◆ Source text:
<<<<

What is wrong with polygamy? | Page 2 | INFJ Forum

What is wrong with polygamy?

You could argue the other way as well though Alcyone and say more parents would lead to less neglect as when one is having a hard time there would always be another the child could go to for support. As for the sexual bias, are you saying if the norm was the other way around you'd accept it?
 
Lurker said:
You could argue the other way as well though Alcyone and say more parents would lead to less neglect as when one is having a hard time there would always be another the child could go to for support. As for the sexual bias, are you saying if the norm was the other way around you'd accept it?


Nope, even if the gender roles were reversed I'd still be against it. There would be way too many ways for things to go so very bad for a woman involved in a situation like that.

I watched the interview with a polygamous man and his three (or was it four I don't remember too well) wives. They said all the right things. But their sidelong glances at each other, individual interviews, body language etc...painted a completely different story. That wasn't a happy family no matter how much they wanted to persuade everyone otherwise.

Depends on the definition of neglect. If you mean food, clothing, and shelter. Yes, it would protect a child from physical neglect. More adults would (should?) ensure that everyones physical needs are taken care of. As for emotional needs and nurturing, even for the most tender hearted of mothers, if a line had to be made, take care of my kids or her kids, I am sure that Mom would try her damnedest to do it all, but the kids of her other co-wives would eventually take the back seat portions of her time and affection. And one or two good parents can't take up the slack from several bad ones when in such close quarters like those families live in. When it comes to modeling appropriate conflict resolution, As well as positive gender role modeling, I think a polygamist situation leaves a lot more to be desired.

>>>>

◆ Data entries:

<<<<

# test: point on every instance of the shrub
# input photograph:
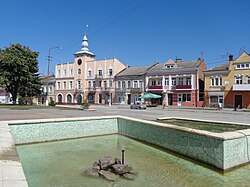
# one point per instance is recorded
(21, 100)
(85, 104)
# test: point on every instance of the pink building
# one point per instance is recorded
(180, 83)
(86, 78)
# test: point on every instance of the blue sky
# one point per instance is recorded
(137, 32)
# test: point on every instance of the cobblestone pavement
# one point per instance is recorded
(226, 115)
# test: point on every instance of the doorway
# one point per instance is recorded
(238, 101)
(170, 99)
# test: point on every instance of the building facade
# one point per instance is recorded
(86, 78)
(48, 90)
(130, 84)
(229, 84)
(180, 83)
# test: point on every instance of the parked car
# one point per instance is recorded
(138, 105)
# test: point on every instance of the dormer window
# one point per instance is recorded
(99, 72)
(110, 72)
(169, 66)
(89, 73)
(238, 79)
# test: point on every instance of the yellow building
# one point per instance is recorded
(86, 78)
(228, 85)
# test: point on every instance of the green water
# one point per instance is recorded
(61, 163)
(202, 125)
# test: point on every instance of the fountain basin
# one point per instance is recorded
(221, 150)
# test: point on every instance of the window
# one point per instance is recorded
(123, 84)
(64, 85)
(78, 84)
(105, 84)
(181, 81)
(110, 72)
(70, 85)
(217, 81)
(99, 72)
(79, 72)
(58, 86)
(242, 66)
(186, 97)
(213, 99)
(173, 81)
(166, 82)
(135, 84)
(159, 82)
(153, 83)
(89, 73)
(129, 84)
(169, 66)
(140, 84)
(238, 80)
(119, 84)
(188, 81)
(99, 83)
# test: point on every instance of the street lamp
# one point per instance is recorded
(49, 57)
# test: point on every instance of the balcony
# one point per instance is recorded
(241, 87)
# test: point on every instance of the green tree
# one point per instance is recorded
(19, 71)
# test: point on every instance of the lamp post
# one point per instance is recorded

>>>>

◆ What is asked:
Could you write out the part of the polygamy forum thread that starts at the words "What is wrong with polygamy? |" and stops after "situation like that."?

◆ Task solution:
What is wrong with polygamy? | Page 2 | INFJ Forum

What is wrong with polygamy?

You could argue the other way as well though Alcyone and say more parents would lead to less neglect as when one is having a hard time there would always be another the child could go to for support. As for the sexual bias, are you saying if the norm was the other way around you'd accept it?
 
Lurker said:
You could argue the other way as well though Alcyone and say more parents would lead to less neglect as when one is having a hard time there would always be another the child could go to for support. As for the sexual bias, are you saying if the norm was the other way around you'd accept it?


Nope, even if the gender roles were reversed I'd still be against it. There would be way too many ways for things to go so very bad for a woman involved in a situation like that.